» ESERCIZIO BREVE A: Riporta tutte le righe dell'elenco che contengono la parola "wispy".

» BRANO PROPOSTO:
↓

Sunset Limited di Cormac McCarthy arriva all’Elfo con un protagonista d’eccezione: Saverio Marconi
È dai tempi dei leopardiani Plotino e Porfirio che si fa un gran parlare della legittimità del suicidio. Ma, in questa eterna disputa, tra i due litiganti è sempre il terzo – o meglio, la terza – a godere: la Signora con la Falce arriva, che la si sia convocata o meno, ad annullare ogni provvisoria vittoria dialettica tra i retori a favore dell’auto-annientamento e i sostenitori incondizionati della vita.

↑

» ESERCIZIO BREVE B: Elenca tutti i nomi propri di persona che compaiono nel brano su Sunset Limited.

» CONTENUTO DELL'ELENCO:

↓

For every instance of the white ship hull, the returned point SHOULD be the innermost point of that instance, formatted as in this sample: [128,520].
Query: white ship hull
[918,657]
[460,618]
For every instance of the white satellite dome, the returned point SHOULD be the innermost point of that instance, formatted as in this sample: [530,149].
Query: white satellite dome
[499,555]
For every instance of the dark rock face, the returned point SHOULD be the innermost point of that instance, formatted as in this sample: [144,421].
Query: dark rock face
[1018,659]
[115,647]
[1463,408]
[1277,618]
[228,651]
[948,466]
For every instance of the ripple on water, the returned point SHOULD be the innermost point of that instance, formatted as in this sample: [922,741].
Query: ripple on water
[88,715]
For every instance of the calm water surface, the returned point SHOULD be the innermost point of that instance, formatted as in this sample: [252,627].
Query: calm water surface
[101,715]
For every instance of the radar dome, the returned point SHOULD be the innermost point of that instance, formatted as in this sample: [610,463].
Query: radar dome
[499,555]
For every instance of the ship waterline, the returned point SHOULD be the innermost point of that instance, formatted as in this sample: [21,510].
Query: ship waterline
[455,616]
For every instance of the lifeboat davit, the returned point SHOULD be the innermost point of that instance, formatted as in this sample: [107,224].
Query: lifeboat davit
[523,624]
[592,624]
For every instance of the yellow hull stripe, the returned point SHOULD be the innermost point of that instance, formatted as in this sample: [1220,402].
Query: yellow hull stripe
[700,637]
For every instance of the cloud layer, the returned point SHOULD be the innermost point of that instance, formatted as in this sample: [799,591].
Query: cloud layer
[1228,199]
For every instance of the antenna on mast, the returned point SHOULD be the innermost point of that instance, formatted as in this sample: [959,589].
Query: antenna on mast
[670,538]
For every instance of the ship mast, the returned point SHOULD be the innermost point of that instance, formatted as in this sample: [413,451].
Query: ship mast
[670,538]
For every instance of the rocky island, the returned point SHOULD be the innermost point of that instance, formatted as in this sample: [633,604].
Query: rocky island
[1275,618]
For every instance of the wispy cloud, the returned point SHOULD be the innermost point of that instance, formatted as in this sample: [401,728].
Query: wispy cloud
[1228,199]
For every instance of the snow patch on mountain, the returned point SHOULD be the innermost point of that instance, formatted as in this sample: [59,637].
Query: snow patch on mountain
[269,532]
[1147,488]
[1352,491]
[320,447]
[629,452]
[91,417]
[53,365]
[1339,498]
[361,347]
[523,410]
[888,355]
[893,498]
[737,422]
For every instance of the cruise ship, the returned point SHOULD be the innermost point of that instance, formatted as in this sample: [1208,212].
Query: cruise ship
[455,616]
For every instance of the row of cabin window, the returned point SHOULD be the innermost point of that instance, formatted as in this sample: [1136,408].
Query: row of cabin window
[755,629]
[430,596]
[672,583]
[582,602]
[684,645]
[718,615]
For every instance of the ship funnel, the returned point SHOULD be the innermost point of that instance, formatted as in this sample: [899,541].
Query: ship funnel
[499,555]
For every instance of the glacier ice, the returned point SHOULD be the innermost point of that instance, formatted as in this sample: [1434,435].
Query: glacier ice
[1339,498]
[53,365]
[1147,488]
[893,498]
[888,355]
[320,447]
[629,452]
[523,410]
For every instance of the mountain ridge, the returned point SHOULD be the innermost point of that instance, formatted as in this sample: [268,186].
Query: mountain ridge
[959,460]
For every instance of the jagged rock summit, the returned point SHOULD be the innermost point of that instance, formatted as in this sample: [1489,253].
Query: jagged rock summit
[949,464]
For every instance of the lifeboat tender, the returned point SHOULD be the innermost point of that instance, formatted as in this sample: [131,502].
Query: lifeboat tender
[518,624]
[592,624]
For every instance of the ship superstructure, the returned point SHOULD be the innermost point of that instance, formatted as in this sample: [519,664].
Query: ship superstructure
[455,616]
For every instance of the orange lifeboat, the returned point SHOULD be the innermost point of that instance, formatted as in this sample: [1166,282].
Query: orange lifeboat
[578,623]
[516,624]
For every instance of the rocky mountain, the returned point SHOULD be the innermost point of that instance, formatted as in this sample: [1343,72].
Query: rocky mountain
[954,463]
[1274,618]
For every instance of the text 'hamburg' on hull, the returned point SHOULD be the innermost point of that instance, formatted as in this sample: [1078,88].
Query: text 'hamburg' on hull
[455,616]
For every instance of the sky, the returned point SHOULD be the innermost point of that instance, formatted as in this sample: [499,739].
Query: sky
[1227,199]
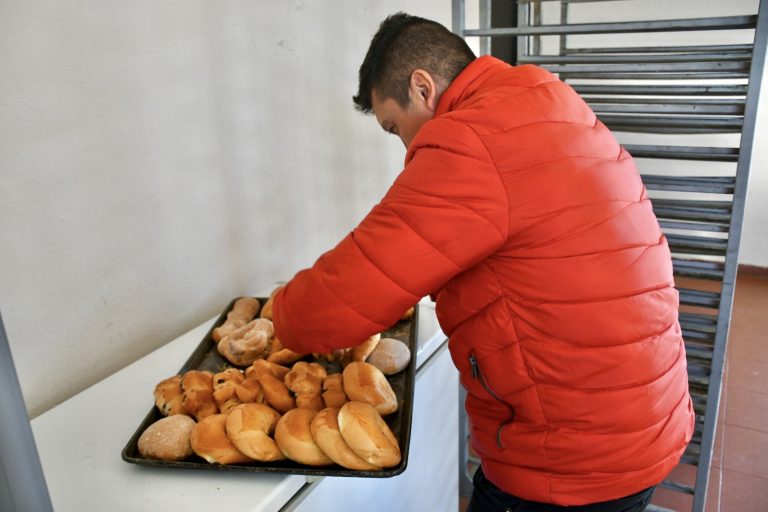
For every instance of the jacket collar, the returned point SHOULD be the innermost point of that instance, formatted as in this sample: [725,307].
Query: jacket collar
[467,82]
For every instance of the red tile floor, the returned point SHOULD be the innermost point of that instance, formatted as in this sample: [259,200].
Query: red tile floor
[739,474]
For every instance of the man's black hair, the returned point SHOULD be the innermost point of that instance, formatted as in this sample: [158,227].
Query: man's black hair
[403,44]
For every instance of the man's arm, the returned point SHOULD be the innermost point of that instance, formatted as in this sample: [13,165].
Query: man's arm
[446,211]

↑

» SOLUZIONE A:
For every instance of the wispy cloud, the returned point SHOULD be the innermost point of that instance, formatted as in this sample: [401,728].
Query: wispy cloud

» SOLUZIONE B: Cormac McCarthy, Saverio Marconi, Plotino, Porfirio